### Consigna A
Transcribe del texto sobre la política y la tecnocracia todo lo que va desde "En este marco" hasta "y sus discípulos.", sin alterar nada.
### Consigna B
Retoma el texto sobre la política y la tecnocracia y prosíguelo a partir de su última oración.

### Sección del documento

No esperen de mí una respuesta nítida y clara, una toma de posición rotunda, somos conscientes como nunca de que estos los vivimos no son la «plenitud de los tiempos» ni el final de esa historia que nos llega desde el siglo XV. Pero sí hemos dejado atrás las explicaciones globales, se agotaron, o condujeron a callejones sin salida. Y a pesar de todo no ha habido época más creída en la inteligencia técnica y el progreso tecnológico indefinido. Todo lo que no se someta a ese criterio se vuelve sospechoso. También la política y los políticos.

En este marco cultural quizás lo primero que conviniese aclarar es que la política siempre ha tenido muy mala fama. Creer que esa «filosofía de la sospecha» es una tacha exclusiva de nuestros tiempos y que existe un pasado remoto o un lugar en el que la sociedad valorase la política como una actividad noble, es volver a hacerse ilusiones, creo yo.

Cierto que, si uno lee en Tucídides la oración fúnebre de Pericles al final del primer año de la guerra del Peloponeso, podría albergarlas, con tal de no saber que Pericles moriría de peste poco después y la democrática Atenas perdió la guerra con la autocrática Esparta, sin olvidar al Platón de La República partidario de un gobierno por los muy pocos, y solo filósofos, es decir, él, sus amigos y sus discípulos.

Es decir, la reflexión política versa sobre quién tiene derecho a mandar y cuál sea el título que lo habilita y, a pesar de esa primera racionalización platónica, la identificación del político con el demagogo ha sido moneda común. A pesar de que decir «política» y «lucha entre grupos por el poder» venga siendo el vocabulario habitual desde El Príncipe a la ética de la responsabilidad o desde Utopía a la ética de convicción.

Frente a esa idea clásica o moderna de entender la política, que no encerraba sino una idea noble de la tarea, ha existido una pulsión por resolver su naturaleza ética y conflictiva, dejándola de lado como cosa de aventureros y demagogos.

Un buen punto de partida fue el siglo XIX. En Saint Simon surge una propuesta intelectual de organizar la sociedad sometida la política a la economía y que solo técnicos competentes administrasen el Estado. En un principio, el aristócrata francés propuso que fueran los industriales quienes dirigiesen el erario público. Mucho más elaborada fue la propuesta de Comte, al entender la política como una ingeniería social.

Desde Comte, demente genial, megalómano que desde una habitación del tercero izquierda trató de fundar una religión —en palabras de Ortega—, hay quienes entienden que existe un óptimo social, que este es único y que hay quien lo conoce. Esa persona es la que debería ser titular del gobierno.

Poco después Veblen, en plena eclosión industrial americana, pondría nombre a esa persona: «el ingeniero», el motor intelectual de una gigantesca transformación socio-económica.

En 1919 se introduce la «tecnocracia» como término del lenguaje político. Aparece en un artículo de William Henry Smyth, «El poder de la técnica», conocido es que los Estados Unidos tenían un problema de selección del personal para cargos públicos, tanto que en la célebre conferencia sobre «El político» Weber hace mención a ello. Smyth, que ha leído a Veblen, cree que el directivo público no debe proceder sino de los dirigentes de las grandes empresas y de los institutos de investigación.

### Datos proporcionados
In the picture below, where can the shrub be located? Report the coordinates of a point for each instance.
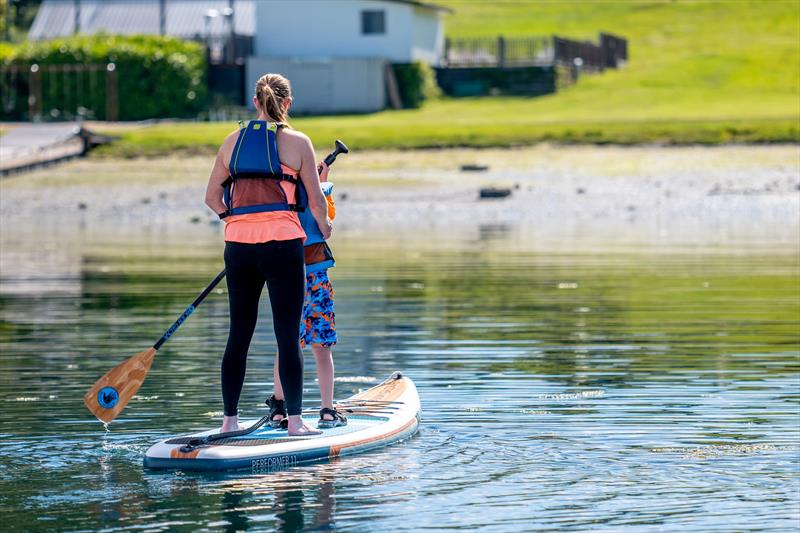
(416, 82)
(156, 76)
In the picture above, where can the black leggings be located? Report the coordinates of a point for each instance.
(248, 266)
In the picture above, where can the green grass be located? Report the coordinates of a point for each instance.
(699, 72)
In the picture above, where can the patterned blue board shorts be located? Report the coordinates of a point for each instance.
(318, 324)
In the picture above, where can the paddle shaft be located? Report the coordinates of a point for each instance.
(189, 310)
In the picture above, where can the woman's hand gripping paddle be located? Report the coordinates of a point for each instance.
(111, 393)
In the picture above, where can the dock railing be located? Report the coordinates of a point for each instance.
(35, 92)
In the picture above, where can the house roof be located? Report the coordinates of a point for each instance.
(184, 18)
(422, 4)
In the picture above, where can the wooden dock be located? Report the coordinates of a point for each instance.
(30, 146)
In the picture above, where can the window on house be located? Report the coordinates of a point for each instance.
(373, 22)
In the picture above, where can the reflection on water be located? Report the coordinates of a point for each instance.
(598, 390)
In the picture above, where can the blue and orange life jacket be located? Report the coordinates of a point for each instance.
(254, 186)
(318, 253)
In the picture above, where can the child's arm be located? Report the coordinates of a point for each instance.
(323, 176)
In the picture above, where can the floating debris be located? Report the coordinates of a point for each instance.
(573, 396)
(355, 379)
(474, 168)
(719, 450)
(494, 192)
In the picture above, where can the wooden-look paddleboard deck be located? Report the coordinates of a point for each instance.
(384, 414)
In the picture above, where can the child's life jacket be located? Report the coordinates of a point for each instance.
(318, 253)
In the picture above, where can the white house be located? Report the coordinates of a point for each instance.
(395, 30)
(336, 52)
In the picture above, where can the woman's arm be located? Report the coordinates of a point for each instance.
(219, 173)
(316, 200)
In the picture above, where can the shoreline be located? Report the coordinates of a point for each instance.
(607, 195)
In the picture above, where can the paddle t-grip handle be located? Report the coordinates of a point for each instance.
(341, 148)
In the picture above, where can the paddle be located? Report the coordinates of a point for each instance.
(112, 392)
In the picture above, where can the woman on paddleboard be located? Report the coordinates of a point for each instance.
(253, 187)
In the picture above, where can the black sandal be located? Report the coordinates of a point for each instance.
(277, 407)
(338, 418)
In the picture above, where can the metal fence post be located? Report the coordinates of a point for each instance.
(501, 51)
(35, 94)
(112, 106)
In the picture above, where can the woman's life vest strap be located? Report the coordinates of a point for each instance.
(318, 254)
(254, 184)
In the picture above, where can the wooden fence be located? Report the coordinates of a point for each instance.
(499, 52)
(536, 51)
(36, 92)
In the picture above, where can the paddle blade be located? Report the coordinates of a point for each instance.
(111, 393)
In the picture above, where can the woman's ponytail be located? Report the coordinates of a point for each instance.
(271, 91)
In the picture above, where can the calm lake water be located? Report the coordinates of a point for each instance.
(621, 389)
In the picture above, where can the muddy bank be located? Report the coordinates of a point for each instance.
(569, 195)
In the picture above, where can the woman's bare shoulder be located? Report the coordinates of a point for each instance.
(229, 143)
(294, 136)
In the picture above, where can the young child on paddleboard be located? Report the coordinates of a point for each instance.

### Resultado del ejercicio A
En este marco cultural quizás lo primero que conviniese aclarar es que la política siempre ha tenido muy mala fama. Creer que esa «filosofía de la sospecha» es una tacha exclusiva de nuestros tiempos y que existe un pasado remoto o un lugar en el que la sociedad valorase la política como una actividad noble, es volver a hacerse ilusiones, creo yo.

Cierto que, si uno lee en Tucídides la oración fúnebre de Pericles al final del primer año de la guerra del Peloponeso, podría albergarlas, con tal de no saber que Pericles moriría de peste poco después y la democrática Atenas perdió la guerra con la autocrática Esparta, sin olvidar al Platón de La República partidario de un gobierno por los muy pocos, y solo filósofos, es decir, él, sus amigos y sus discípulos.

### Resultado del ejercicio B
A lo largo de las décadas veinte y treinta del pasado siglo, momento de intensas sensaciones de crisis cultural y agotamiento de las democracias parlamentarias, conjugado con una fascinación por la técnica, la proclama de Marinetti por el automóvil sobre la Victoria de Samotracia, esta apuesta de la tecnocracia se convierte en una propuesta más de entre las descalificaciones en boga antes y después del crack del 29. En esas sociedades de masas, las críticas y denuncias por vez primera se ventilan ante la opinión pública, como hasta el momento no había ocurrido.

En cualquier caso, la génesis de la alternativa por la «tecnocracia» era un intento de conjurar una complejidad creciente a la busca de una «minoría selecta», del hombre «ejemplar y no uno de los dóciles», o bien del «generalato de la mollera» que debe dirigir un país. Ortega había definido en 1921, quizás con un exceso de rotundidad, el problema histórico de España como la ausencia de minorías rectoras de calidad, desde tiempos visigodos.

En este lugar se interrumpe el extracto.